- PASSAGE SHOWN:
************

California Legislators Introduce Bill to Block Trump’s Offshore Drilling Push

Since the 1980s, California's local governments have developed strategies to stop oil drilling in federal waters. (Molly Samuel/KQED)

The Trump Administration is proposing a major expansion of offshore oil leasing nationwide, including off the California Coast.

It would be the first West Coast oil lease sale since the 1980s, but that doesn’t mean it’s a done deal. State and local officials could easily throw a wrench in the plans.

“This is not going to be easy,” said Richard Charter, a senior fellow with the Ocean Foundation and long-time offshore drilling opponent. “I think the Pacific part of this five-year leasing plan is dead on arrival.”

Becoming an “Energy Superpower”

The Department of the Interior is proposing lease sales from Northern to Southern California beginning in 2020, as well as in Alaska and on the Atlantic Coast. Exactly where those oil leases are would be determined later in the planning process.

“This is the largest number of lease sales ever proposed,” said Interior Secretary Ryan Zinke. “This is a clear difference between energy weakness and energy dominance.”

West Coast elected officials were quick to condemn the plan.

“They’ve chosen to forget the utter devastation of past offshore oil spills to wildlife and to the fishing, recreation and tourism industries in our states,” Governor Jerry Brown said in a joint statement with Oregon Governor Kate Brown and Washington Governor Jay Inslee. “They’ve chosen to ignore the science that tells us our climate is changing and we must reduce our dependence on fossil fuels.”

Cities and Counties Pull Up the Welcome Mat

The leases would be offered in federal waters, which begin three miles offshore and extend to 200 miles offshore.

But oil companies must bring that oil onshore to refine and sell it. That’s where they run into state and local jurisdictions.

During the last federal push to open up oil drilling in the 1980s, the City of Santa Cruz passed a measure that banned new onshore oil facilities, including pipelines, unless it went to a public vote.

Many other California cities and counties followed suit, including Sonoma, San Mateo, Monterey and San Luis Obispo Counties. These “onshore facilities” ordinances survived a legal challenge from an oil industry association in 1990.

“They still stand today and those tend to have a chilling effect on leasing by an oil company because they aren’t going to have anywhere to take any oil or gas they might find,” said Charter. “I think there’s going to be more pretty soon after today’s announcement.”

California Legislators Respond With New Bill

California has banned offshore oil drilling in state waters, which extend from the coastline to three miles offshore. But state legislators are looking at taking it a step farther.

State Senator Hannah-Beth Jackson (D-Santa Barbara) is introducing SB 834, which would ban new pipelines, piers, wharves, or other infrastructure that would go through state waters. A similar bill died in committee last year. A companion bill, AB 1775, is being introduced by Assemblymember Al Muratsuchi (D-Torrance).

************

- GOAL A:
Pick out and copy every line of the records that contains the string "opening". Case counts when matching.

[Location labeling records]
************

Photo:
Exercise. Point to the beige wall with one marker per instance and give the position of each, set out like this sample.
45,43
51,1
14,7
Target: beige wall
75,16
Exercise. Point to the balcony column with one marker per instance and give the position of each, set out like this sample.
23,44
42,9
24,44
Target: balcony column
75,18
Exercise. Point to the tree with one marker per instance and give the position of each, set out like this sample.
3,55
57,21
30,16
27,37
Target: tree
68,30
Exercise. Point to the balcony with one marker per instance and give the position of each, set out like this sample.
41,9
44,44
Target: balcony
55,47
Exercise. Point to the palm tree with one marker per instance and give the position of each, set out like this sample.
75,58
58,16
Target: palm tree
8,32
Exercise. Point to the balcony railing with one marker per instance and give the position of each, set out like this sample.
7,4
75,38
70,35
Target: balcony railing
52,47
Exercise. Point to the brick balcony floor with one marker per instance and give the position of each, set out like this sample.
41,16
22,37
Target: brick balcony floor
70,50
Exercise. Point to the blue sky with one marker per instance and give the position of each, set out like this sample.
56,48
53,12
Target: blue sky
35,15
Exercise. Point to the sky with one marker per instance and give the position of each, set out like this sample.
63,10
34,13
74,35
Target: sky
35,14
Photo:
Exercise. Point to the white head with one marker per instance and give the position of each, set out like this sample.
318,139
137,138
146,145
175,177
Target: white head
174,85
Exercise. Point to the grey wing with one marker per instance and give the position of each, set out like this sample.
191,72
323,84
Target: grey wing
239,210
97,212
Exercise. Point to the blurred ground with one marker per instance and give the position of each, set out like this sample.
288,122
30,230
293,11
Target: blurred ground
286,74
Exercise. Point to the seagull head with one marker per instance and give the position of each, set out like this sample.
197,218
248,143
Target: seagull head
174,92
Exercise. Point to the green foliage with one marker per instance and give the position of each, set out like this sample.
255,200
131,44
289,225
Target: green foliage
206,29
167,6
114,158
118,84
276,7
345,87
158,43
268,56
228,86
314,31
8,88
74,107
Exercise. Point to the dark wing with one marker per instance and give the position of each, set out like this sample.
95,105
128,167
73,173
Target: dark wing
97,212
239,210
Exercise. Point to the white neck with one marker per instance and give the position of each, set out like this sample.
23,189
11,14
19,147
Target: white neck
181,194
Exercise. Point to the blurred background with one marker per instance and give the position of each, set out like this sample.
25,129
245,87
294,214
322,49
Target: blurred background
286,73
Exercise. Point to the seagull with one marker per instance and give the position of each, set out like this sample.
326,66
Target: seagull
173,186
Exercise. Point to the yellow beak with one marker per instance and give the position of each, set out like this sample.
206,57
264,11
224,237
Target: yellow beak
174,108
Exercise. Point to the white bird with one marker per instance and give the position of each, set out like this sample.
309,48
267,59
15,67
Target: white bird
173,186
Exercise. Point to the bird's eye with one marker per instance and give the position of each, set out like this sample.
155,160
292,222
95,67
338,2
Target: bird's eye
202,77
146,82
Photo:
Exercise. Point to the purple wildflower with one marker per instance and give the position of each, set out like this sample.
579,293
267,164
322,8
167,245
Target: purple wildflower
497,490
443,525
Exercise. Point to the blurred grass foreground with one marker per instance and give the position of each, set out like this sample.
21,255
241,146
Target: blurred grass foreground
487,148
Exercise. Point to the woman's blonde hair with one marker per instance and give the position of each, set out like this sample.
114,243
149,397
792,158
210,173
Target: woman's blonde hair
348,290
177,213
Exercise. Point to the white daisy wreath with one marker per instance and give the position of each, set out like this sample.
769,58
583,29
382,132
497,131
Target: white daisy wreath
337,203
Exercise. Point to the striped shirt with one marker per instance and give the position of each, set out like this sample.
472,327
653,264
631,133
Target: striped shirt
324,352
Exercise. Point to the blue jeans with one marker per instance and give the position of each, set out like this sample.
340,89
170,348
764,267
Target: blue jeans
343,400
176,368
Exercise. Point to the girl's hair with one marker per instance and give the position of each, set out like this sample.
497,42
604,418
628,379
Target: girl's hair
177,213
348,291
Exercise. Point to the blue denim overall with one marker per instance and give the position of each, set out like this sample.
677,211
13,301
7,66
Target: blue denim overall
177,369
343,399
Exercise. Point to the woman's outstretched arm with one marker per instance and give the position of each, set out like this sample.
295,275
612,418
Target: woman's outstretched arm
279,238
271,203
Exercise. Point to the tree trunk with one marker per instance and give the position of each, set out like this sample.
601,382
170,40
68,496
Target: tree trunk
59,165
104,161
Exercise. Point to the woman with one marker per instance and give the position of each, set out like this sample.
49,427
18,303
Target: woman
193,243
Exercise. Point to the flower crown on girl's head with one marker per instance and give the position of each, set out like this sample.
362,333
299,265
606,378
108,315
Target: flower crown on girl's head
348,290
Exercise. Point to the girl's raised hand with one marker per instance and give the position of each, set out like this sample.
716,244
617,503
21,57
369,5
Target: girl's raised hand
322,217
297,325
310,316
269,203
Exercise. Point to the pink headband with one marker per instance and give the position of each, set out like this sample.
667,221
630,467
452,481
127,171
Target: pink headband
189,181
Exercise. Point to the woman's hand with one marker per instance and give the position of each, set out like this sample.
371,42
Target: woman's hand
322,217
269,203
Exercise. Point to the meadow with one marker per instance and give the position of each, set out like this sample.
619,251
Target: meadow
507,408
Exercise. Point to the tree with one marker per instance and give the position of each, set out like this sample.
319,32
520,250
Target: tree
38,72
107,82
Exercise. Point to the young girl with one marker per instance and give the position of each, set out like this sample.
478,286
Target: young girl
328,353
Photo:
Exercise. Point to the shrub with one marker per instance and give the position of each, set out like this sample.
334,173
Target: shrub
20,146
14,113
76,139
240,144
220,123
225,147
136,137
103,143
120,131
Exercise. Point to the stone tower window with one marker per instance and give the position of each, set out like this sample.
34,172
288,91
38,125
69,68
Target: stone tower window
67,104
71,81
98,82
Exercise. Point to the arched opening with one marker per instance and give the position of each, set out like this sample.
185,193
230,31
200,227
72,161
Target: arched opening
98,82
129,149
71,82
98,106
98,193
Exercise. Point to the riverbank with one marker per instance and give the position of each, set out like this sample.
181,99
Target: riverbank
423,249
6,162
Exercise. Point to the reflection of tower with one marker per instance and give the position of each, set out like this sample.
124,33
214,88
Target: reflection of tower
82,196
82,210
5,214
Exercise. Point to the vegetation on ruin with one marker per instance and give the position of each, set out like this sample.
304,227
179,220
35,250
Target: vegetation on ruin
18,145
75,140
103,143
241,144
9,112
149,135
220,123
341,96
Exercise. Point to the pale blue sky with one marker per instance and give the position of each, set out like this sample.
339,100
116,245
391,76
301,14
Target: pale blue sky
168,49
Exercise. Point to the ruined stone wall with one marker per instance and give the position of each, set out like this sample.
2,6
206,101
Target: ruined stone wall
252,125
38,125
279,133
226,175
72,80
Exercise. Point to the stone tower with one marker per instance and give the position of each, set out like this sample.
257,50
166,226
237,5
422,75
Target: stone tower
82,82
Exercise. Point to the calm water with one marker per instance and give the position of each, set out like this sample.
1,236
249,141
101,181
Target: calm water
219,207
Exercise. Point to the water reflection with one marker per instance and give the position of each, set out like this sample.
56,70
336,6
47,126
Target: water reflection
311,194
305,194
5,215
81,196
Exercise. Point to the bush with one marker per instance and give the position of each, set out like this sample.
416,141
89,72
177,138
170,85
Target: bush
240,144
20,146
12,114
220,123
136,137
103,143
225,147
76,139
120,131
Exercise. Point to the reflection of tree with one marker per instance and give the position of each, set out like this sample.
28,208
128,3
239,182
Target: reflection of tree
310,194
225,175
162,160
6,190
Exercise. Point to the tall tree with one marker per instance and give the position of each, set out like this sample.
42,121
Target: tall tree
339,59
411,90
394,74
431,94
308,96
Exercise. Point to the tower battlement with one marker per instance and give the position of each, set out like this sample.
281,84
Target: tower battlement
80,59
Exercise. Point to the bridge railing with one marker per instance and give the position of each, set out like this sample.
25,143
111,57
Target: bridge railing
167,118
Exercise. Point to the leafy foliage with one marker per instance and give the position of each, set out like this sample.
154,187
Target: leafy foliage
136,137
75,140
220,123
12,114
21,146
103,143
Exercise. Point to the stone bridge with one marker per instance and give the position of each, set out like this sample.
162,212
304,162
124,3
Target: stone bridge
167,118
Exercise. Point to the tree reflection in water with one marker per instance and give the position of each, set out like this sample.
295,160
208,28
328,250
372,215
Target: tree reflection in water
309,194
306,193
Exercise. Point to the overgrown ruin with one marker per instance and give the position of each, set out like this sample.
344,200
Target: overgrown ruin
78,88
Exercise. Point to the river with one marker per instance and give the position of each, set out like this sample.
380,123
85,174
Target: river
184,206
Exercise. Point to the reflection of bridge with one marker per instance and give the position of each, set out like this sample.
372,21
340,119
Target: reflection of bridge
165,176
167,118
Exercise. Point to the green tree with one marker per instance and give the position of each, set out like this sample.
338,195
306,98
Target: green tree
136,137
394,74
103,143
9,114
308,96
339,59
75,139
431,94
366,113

************

- GOAL B:
Carry on the article about California's response to the federal offshore drilling plan from the point where it stops.

- EXERCISE OUTPUT A:
Exercise. Point to the arched opening with one marker per instance and give the position of each, set out like this sample.
Target: arched opening

- EXERCISE OUTPUT B:
That could dissuade oil companies from buying oil leases. Without a pipeline to bring oil onshore, oil companies would have to turn to other means, like using ships for transport, which is generally seen as riskier and more expensive.

The State Lands Commission, which has jurisdiction over state waters, has already adopted a resolution that directs staff “to take appropriate actions to ensure that any oil and gas product from new drilling never makes landfall in California,” according to commission chair Lieutenant Governor Gavin Newsom.

Price of Oil

Economics is perhaps the largest factor in determining whether new oil rigs appear off the California coast. Oil prices have been low and offshore drilling is generally much more expensive than exploration on land.

Still, oil industry groups applauded the Administration’s drilling push.

“This new offshore leasing plan is an important step towards harnessing our nation’s energy potential for the benefit of American energy consumers,” said the American Petroleum Institute’s Erik Milito in a statement.

In comments to the Department of the Interior, Chevron expressed interest in opening the Pacific Coast for leasing, but ranked Southern California as seventh on their priority list, after regions in the Gulf and Atlantic.

“Our priorities in offshore exploration are in the Gulf of Mexico and understanding the potential of the Atlantic waters off the East Coast,” Chevron said in an email.

Still, many environmental groups believe that today’s oil prices wouldn’t stop oil companies from speculating on leases now and waiting for the conditions to change.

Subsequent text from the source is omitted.